■ **DIRECTIVE**: Translate this sentence from the review excerpt on translating Eleni Vakalo into Spanish: "Friar also translated Vakalo, so his respect for this 'high standard' had a lot to do with his admiration for her 'cauterizing imagination.'"

■ **EXCERPT PROVIDED**:
___
Edited and Translated by Karen Emmerich. Brooklyn, NY: Ugly Duckling Presse, 2017. 133 pages. $18.00.
In reviewing a new translation of Greek poet Eleni Vakalo in 1973, Kimon Friar followed four paragraphs of rhapsodic praise and grand claims—he asserts, for instance, that “the creator must ruthlessly kill off his accumulated self and strip himself to essential bone”—with a quick dismissal of the volume under review. “Unfortunately,” Friar wrote, “Paul Merchant’s translation is not up to the high standard he set for himself.” Friar also translated Vakalo, so his respect for this “high standard” had a lot to do with his admiration for her “cauterizing imagination.” But his complaint, which distinguishes between Vakalo and Vakalo-via-Merchant, points to a broader problem in writing about translation: it can be hard to follow John Updike’s advice to “review the book, not the reputation,” because part of what gets translated, in translation, is a sense of, well, the “essential bone” of a writer’s importance, which a reader sees through the “accumulated self” that forms when languages meet.
___
■ **ROWS**:

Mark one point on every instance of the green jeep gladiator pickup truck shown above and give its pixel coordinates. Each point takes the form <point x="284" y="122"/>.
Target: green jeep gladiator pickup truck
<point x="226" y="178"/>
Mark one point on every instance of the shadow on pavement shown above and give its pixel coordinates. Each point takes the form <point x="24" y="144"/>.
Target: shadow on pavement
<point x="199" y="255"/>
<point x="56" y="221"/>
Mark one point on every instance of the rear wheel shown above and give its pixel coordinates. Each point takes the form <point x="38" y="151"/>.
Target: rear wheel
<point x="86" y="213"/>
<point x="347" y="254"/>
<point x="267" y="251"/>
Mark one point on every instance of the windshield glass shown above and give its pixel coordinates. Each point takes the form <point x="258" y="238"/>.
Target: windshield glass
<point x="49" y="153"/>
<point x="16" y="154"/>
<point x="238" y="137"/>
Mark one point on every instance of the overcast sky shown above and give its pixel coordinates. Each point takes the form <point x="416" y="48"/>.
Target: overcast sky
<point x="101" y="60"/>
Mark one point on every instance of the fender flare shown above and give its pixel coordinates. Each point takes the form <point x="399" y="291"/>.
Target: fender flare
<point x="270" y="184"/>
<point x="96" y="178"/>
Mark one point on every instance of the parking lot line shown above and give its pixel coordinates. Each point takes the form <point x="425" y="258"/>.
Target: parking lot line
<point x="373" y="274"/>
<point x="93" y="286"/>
___
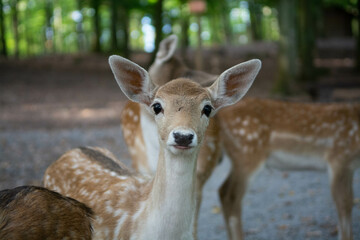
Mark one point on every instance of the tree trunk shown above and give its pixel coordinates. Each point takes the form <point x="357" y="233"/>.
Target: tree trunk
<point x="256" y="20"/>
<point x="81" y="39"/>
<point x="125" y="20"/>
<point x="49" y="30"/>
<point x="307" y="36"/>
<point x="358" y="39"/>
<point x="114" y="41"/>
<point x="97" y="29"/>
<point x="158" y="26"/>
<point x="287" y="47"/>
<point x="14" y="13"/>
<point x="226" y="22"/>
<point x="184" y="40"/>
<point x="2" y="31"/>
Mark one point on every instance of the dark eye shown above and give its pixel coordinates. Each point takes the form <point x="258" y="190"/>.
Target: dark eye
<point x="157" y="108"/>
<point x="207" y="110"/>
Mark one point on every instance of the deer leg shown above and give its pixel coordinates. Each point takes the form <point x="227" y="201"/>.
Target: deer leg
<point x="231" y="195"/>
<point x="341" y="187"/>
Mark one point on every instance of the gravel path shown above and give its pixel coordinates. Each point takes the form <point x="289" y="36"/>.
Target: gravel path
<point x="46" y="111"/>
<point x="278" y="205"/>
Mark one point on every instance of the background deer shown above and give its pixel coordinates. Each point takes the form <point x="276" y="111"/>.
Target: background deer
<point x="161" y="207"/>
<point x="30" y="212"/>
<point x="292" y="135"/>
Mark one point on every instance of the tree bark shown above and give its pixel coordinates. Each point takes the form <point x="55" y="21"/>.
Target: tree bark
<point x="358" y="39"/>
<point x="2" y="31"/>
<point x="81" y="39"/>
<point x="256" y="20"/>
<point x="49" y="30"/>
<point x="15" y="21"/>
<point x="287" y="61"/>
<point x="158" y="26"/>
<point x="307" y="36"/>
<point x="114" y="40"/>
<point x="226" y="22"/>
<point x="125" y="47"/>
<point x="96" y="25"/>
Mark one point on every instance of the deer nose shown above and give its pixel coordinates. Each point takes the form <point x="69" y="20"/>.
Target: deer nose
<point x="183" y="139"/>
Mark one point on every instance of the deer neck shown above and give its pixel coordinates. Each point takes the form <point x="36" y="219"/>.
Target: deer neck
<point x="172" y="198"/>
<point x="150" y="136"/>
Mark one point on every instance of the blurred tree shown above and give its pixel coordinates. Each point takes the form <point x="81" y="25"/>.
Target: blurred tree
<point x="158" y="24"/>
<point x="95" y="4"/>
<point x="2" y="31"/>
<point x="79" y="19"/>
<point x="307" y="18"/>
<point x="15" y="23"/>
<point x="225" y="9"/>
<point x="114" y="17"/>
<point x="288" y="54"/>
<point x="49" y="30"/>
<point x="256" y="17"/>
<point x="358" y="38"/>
___
■ **WORKED SOLUTION**: Friar también tradujo a Vakalo, así que su respeto por este «alto nivel» tenía mucho que ver con su admiración por la «imaginación cauterizante» de ella.